- Passage shown
%%

Small wonder that President Bush, who likes his logic simple and soundbite-sized, has uttered scarcely a word on the crisis. His spokesmen, meanwhile, advance ever less credible justifications for the utterly different approaches to Saddam Hussein and the man in Pyongyang with those round glasses, the shock of hair and that funky combat dress that the TV people find so amusing.

North Korea, we are told, is not a direct threat to the US. But there is no conceivable way Iraq can threaten the US directly; and for Baghdad to make chemical, biological or nuclear weapons available to terrorists would guarantee immediate destruction in return. Pyongyang, by contrast, has missiles that can hit Japan and is developing ones that will be able to reach Alaska. If it does not yet have the nuclear warheads to fit upon them, it almost certainly will – in months, not years.

%%

Stored records
%%

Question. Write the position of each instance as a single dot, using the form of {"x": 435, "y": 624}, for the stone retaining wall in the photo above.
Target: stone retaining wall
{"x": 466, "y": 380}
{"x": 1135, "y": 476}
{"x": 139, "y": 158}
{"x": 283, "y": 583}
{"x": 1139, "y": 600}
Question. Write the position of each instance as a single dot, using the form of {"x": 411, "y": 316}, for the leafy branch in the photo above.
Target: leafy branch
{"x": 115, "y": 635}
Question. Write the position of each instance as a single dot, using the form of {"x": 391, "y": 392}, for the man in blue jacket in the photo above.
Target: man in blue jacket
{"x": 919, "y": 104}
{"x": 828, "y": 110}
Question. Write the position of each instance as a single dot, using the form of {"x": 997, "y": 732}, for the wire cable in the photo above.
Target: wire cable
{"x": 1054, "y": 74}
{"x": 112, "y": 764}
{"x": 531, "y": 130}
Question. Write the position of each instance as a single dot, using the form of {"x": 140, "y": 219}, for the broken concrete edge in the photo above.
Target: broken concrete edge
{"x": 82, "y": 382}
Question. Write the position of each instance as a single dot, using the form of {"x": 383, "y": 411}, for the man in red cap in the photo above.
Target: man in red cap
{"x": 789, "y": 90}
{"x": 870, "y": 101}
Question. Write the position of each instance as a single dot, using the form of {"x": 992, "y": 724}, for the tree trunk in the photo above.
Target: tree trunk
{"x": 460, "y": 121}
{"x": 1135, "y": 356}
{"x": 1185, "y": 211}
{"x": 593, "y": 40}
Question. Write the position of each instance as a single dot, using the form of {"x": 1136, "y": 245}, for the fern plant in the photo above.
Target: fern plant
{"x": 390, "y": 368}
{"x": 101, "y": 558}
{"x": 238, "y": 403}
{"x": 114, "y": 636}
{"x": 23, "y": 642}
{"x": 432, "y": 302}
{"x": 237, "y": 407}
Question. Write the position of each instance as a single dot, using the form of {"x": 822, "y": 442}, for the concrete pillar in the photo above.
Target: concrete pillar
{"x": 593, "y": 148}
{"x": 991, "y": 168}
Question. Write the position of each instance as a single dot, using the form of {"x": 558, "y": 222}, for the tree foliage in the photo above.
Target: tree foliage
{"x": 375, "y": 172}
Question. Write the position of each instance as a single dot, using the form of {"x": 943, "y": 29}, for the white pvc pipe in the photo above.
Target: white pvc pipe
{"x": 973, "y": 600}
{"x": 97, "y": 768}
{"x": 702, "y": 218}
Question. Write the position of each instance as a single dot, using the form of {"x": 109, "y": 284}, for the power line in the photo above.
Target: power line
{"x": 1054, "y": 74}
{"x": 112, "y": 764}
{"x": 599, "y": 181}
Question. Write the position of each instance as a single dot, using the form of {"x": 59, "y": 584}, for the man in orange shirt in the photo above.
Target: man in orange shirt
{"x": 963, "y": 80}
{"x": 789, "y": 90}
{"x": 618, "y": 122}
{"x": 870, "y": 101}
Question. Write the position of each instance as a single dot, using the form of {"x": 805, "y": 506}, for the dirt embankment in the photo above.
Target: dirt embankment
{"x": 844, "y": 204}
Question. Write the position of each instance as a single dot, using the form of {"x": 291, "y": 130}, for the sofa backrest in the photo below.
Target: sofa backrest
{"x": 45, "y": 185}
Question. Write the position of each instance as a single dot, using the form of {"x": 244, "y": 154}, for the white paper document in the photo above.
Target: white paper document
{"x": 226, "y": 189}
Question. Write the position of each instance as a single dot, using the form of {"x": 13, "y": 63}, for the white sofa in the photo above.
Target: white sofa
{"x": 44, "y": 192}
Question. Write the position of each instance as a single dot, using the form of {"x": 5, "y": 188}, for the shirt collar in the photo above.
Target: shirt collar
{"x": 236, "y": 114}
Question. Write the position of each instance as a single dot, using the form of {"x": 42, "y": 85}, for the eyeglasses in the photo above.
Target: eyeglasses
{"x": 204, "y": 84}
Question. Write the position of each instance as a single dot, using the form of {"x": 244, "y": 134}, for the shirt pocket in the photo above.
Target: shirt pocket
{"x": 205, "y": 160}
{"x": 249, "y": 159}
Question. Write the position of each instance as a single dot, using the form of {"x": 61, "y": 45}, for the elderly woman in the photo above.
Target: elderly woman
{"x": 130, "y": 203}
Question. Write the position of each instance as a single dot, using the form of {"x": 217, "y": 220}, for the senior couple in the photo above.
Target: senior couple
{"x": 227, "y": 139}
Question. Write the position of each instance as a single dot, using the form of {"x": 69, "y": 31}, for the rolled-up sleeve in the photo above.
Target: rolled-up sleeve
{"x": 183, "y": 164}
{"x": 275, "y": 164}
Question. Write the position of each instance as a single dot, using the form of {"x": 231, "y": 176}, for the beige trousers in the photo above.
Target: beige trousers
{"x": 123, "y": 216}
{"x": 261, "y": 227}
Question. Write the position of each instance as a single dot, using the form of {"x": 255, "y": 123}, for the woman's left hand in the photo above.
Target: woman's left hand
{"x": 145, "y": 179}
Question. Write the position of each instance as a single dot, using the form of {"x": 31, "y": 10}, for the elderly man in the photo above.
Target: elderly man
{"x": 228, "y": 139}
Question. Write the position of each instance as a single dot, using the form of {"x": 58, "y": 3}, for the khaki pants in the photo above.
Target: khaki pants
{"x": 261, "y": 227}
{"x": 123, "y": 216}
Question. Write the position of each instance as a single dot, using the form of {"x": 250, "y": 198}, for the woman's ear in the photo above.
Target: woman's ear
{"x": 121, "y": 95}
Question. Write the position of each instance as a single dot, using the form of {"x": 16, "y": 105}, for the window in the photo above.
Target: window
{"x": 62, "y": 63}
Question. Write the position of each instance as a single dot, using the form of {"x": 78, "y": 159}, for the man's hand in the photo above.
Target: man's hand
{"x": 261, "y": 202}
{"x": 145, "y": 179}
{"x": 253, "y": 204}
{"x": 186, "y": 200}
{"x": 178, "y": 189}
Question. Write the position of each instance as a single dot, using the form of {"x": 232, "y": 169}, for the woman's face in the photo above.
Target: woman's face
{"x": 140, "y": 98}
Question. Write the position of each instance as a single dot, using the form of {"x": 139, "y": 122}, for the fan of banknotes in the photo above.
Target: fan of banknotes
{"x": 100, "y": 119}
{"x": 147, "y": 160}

%%

- What you will do
#1 In the North Korea commentary, which country can Pyongyang's missiles already hit?
#2 From the North Korea commentary, extract the stretch from "North Korea, we" through "months, not years.".
Rely only on the North Korea commentary, not on the rows.

- Your written answers
#1 Japan.

#2
North Korea, we are told, is not a direct threat to the US. But there is no conceivable way Iraq can threaten the US directly; and for Baghdad to make chemical, biological or nuclear weapons available to terrorists would guarantee immediate destruction in return. Pyongyang, by contrast, has missiles that can hit Japan and is developing ones that will be able to reach Alaska. If it does not yet have the nuclear warheads to fit upon them, it almost certainly will – in months, not years.